Gladys was born 11-27-1903 in a yellow house in Minneola.

Gladys describes herself as a rather “mean”, defiant child. She remembers an incident when she was in school in Branson, Colorado. She was caught eating candy in class and when confronted by the teacher, denied that she had done this. The teacher had one of the other children go fetch a rubber whip made from a buggy wheel and ordered Gladys to stay after school. As the other children left the school, they were taunting and teasing Gladys about the whipping that she was going to get. Gladys sat in the classroom for about an hour while the teacher graded papers, finally, the teacher told her to go home. Perhaps she felt that the anticipation of the whipping had been punishment enough.

In 1915, Gladys was twelve or thirteen years old, her maternal aunt, Nettie Owings Voss and other members of the Owings family came to the Bloxsom ranch near Branson, Colorado, picked up the five children of Hank and Birdie (deceased) Bloxsom and took them to California for the summer.

At the end of the summer, Hank Bloxsom sent the children money to come back to Colorado. Gladys decided to stay in California. When they were at the train station departing for Colorado, Fee Bloxsom, her brother, said “Gladys you had better come on back or Papa is going to be mad”. Gladys said, “You can tell Papa to go to hell”. Richard Henry “Hank” Bloxsom was a angry, volatile man who was notorious for beating his children. Gladys had to go back to the beatings and the back-breaking work on the Colorado ranch.
---------------
§ What you will do
1. Translate this sentence from the passage about Gladys into Spanish: "At the end of the summer, Hank Bloxsom sent the children money to come back to Colorado."
2. Repeat the passage about Gladys word for word from "Gladys was born" to "been punishment enough.".
The lines after this point come from a different source.

§ Data entries
---------------
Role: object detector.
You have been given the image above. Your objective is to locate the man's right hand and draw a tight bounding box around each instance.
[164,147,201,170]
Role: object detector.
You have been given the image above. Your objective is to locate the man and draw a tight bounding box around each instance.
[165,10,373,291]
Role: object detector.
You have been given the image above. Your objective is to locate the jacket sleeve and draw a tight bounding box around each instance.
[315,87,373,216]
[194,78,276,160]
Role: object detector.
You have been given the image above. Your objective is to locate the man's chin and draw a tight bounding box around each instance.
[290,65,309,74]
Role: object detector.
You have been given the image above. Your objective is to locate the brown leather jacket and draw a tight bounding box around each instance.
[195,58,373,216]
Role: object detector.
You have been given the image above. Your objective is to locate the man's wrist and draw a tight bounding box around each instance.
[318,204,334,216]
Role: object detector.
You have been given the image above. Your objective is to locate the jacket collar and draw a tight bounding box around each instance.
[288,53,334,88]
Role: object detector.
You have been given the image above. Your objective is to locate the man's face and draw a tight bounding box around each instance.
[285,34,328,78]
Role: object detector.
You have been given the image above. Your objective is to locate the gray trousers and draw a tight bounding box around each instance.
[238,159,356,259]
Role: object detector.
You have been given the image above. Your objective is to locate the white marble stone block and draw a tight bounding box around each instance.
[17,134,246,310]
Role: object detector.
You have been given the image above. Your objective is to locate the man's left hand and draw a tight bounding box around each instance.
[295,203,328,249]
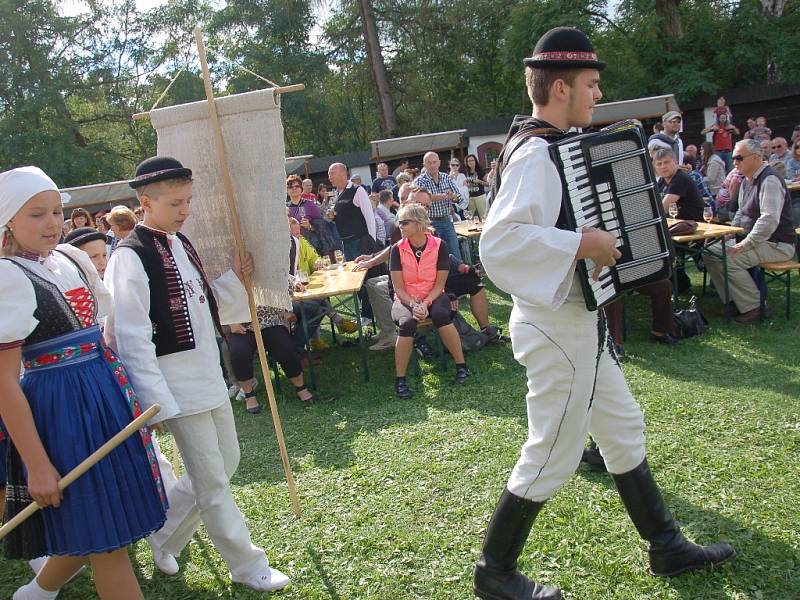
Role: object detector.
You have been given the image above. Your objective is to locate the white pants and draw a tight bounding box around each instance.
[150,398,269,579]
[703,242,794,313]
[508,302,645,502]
---------------
§ Outputs by task
1. Al final del verano, Hank Bloxsom les envió dinero a los niños para que regresaran a Colorado.

2.
Gladys was born 11-27-1903 in a yellow house in Minneola.

Gladys describes herself as a rather “mean”, defiant child. She remembers an incident when she was in school in Branson, Colorado. She was caught eating candy in class and when confronted by the teacher, denied that she had done this. The teacher had one of the other children go fetch a rubber whip made from a buggy wheel and ordered Gladys to stay after school. As the other children left the school, they were taunting and teasing Gladys about the whipping that she was going to get. Gladys sat in the classroom for about an hour while the teacher graded papers, finally, the teacher told her to go home. Perhaps she felt that the anticipation of the whipping had been punishment enough.